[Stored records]
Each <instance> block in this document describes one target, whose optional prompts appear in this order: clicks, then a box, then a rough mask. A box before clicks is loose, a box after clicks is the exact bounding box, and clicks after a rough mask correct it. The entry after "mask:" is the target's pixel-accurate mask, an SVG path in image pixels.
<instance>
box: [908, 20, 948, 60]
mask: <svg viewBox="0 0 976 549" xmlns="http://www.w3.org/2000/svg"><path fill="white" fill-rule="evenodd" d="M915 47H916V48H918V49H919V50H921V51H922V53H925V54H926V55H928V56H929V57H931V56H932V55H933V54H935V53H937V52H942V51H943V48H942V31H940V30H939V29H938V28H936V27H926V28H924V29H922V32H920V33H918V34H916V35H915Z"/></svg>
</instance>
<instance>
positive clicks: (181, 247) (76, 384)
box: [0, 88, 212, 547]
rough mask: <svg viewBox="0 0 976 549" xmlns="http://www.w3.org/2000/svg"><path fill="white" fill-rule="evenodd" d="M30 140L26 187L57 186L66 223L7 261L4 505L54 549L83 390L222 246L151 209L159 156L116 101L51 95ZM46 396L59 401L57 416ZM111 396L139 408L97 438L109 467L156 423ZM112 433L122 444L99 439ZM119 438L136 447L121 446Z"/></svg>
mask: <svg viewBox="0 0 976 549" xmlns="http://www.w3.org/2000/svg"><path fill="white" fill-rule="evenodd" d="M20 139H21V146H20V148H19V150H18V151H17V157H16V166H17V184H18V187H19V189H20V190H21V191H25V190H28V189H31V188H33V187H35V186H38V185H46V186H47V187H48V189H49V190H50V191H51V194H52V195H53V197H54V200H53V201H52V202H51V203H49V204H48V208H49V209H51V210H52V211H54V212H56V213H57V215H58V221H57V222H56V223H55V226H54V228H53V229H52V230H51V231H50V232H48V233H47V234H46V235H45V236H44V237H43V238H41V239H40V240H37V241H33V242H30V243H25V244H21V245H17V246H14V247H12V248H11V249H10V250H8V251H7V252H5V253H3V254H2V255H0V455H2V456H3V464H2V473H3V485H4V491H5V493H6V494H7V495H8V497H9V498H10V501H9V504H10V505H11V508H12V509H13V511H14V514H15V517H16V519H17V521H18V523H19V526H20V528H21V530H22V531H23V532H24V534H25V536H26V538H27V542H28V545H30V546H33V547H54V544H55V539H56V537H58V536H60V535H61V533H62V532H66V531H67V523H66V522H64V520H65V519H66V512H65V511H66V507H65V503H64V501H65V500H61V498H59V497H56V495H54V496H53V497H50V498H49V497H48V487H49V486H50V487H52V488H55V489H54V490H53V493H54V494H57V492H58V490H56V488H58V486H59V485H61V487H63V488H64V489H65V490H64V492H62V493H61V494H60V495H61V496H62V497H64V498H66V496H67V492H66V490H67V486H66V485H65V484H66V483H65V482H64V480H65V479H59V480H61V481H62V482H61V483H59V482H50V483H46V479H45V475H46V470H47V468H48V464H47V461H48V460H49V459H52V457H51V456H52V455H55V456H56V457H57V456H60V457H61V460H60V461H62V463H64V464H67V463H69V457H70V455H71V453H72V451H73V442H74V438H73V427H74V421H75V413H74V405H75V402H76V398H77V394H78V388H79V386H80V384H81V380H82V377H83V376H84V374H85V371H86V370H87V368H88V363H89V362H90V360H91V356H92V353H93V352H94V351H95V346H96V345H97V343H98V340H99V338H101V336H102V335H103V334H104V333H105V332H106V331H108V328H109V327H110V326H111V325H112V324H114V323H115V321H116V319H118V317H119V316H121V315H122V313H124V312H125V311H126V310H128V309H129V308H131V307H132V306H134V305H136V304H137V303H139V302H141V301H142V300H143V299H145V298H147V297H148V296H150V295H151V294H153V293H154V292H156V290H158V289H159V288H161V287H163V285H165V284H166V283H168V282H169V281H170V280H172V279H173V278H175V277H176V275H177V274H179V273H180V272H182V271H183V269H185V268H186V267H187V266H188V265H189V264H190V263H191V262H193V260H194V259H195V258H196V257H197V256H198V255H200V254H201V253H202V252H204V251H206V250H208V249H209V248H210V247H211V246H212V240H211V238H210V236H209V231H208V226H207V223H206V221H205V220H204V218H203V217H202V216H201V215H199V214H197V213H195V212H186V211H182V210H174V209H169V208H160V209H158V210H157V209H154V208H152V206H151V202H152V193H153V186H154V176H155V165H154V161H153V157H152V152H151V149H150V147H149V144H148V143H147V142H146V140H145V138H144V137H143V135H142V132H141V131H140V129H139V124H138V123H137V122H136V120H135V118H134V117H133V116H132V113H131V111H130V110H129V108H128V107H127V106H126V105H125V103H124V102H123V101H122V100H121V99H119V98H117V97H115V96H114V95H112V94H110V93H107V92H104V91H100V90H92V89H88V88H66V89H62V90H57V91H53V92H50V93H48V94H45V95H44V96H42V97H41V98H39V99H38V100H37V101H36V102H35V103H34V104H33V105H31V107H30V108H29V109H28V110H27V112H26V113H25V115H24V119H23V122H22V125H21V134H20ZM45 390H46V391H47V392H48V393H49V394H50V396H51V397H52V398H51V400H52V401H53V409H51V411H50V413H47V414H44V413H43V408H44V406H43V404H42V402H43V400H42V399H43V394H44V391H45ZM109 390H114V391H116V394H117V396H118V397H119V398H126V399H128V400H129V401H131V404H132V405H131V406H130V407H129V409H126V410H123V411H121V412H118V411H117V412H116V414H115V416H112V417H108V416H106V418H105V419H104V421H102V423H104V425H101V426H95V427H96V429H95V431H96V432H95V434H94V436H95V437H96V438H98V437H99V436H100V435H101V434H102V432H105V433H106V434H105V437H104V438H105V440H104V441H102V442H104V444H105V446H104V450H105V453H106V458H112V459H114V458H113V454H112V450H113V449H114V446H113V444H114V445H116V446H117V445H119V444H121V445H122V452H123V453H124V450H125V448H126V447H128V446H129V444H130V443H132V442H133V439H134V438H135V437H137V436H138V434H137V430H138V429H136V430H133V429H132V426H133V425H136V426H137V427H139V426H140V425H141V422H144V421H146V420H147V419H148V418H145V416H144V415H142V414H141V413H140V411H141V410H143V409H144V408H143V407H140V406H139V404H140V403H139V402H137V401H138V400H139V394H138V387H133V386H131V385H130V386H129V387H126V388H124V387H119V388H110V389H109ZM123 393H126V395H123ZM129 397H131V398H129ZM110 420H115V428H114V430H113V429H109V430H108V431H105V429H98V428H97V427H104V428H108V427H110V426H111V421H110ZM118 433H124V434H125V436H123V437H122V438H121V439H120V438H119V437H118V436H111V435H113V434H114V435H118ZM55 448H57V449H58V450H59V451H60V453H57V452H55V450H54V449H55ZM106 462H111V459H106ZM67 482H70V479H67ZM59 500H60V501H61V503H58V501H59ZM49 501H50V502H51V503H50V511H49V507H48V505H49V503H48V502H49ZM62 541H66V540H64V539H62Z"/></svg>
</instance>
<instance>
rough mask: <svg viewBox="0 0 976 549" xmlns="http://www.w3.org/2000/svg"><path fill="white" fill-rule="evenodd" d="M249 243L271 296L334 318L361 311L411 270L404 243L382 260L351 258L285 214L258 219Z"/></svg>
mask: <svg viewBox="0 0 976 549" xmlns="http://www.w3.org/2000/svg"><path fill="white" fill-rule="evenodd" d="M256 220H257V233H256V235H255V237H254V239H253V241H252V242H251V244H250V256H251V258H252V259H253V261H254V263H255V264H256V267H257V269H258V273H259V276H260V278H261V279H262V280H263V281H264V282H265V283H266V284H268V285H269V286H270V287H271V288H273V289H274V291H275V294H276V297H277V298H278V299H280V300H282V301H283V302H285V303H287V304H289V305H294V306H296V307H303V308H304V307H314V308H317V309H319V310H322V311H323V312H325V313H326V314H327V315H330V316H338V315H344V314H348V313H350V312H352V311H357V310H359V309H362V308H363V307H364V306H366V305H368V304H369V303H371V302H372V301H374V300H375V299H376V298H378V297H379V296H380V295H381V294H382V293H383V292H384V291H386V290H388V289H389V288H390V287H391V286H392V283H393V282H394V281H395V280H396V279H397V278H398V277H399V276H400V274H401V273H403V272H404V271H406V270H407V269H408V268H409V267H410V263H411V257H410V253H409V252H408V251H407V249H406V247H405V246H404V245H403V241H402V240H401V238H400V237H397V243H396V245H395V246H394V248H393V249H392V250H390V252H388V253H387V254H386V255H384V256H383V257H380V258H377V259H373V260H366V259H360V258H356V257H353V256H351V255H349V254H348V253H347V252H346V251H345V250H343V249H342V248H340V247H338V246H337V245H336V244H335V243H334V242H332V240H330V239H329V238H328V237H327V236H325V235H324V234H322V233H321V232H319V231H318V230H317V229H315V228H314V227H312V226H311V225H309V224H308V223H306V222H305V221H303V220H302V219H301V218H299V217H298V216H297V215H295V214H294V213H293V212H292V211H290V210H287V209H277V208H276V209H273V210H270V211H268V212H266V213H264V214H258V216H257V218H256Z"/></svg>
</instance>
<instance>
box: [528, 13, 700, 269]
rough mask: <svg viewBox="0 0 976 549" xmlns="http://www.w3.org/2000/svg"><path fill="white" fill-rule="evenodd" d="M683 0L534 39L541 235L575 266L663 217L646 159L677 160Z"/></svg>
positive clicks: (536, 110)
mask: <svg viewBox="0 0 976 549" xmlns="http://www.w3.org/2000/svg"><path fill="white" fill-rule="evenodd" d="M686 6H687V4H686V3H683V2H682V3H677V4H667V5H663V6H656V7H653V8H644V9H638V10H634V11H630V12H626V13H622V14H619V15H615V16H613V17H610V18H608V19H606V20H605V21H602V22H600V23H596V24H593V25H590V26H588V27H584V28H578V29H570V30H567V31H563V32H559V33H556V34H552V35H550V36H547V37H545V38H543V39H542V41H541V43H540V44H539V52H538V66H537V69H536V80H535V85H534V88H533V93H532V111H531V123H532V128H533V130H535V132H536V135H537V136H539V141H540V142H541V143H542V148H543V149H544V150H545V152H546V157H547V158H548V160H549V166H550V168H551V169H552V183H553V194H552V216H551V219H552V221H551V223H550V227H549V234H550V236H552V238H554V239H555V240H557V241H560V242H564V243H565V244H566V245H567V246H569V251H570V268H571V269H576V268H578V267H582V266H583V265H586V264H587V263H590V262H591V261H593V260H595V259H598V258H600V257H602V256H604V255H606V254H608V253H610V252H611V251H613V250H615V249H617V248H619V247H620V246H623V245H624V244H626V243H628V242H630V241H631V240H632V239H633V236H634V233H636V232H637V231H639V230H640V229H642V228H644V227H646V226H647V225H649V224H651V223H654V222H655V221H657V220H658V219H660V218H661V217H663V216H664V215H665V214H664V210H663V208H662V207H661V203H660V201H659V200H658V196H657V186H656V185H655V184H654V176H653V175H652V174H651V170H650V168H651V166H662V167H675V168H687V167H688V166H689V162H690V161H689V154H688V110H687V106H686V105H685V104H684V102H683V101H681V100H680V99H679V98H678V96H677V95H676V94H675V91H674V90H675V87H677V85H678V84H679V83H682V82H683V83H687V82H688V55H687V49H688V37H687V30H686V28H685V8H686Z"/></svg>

▸ Assignment
Quote only the stretch of lines that starts the data above and ends with the line containing "box: [0, 88, 212, 547]", both included.

▸ Exercise output
Each <instance> block in this document describes one target, whose optional prompts appear in this order: clicks, then a box, then a rough mask. A box before clicks is loose, a box after clicks is the exact bounding box, and clicks after a rough mask correct it. The entry after "mask:" is the target's pixel-accurate mask, an SVG path in image pixels.
<instance>
box: [908, 20, 948, 60]
mask: <svg viewBox="0 0 976 549" xmlns="http://www.w3.org/2000/svg"><path fill="white" fill-rule="evenodd" d="M915 47H916V48H918V49H919V50H921V51H922V53H925V54H926V55H928V56H929V57H931V56H932V55H933V54H935V53H937V52H942V51H943V48H942V31H940V30H939V29H938V28H936V27H926V28H924V29H922V32H920V33H918V34H916V35H915Z"/></svg>
</instance>
<instance>
positive clicks: (181, 247) (76, 384)
box: [0, 88, 212, 547]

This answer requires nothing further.